# What this task involves:
Copy down all of the data underneath, exactly as shown.

# Data listing:

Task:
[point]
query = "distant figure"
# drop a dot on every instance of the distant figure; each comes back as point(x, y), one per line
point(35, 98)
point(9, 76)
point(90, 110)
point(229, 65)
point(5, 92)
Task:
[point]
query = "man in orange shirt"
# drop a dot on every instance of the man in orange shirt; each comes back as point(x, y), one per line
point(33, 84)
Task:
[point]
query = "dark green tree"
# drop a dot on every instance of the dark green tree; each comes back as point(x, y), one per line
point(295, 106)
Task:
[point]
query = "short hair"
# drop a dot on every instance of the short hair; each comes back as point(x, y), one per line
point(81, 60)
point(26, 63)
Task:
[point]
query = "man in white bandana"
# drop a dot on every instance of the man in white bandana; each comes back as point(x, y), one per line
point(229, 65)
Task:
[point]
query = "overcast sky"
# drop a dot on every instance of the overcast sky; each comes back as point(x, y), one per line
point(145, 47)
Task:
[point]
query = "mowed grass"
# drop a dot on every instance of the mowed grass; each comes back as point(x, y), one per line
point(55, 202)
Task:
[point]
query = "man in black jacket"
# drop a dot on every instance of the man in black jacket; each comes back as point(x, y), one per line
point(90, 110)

# Reply to the exercise:
Task:
[point]
query = "distant figure"
# drop a dot on every instance of the distant figure; each comes back as point(x, y), one per line
point(35, 98)
point(9, 76)
point(90, 110)
point(229, 65)
point(5, 92)
Task:
[point]
query = "man in orange shirt"
# drop a dot on every instance of the man in orange shirt; each comes back as point(x, y), one per line
point(33, 84)
Task:
[point]
query = "dark green tree"
# drop a dot on every instance of the dark green tree; each comes back as point(x, y), one per line
point(295, 106)
Task:
[point]
query = "short hair"
# drop a dot on every instance of the short hair; each comes back as point(x, y), one per line
point(81, 60)
point(26, 63)
Task:
[point]
query = "man in white bandana"
# drop a dot on every instance of the man in white bandana; each comes back as point(x, y), one per line
point(229, 65)
Task:
[point]
query = "overcast sky"
# drop a dot on every instance of the overcast sky; each comes back as point(x, y), one per line
point(145, 47)
Task:
[point]
query = "mowed grass"
# drop a dot on every instance of the mowed grass; each comes back as point(x, y), one per line
point(55, 202)
Task:
[point]
query = "man in black jacket"
# drop a dot on every instance of the man in black jacket; each comes back as point(x, y), one per line
point(90, 110)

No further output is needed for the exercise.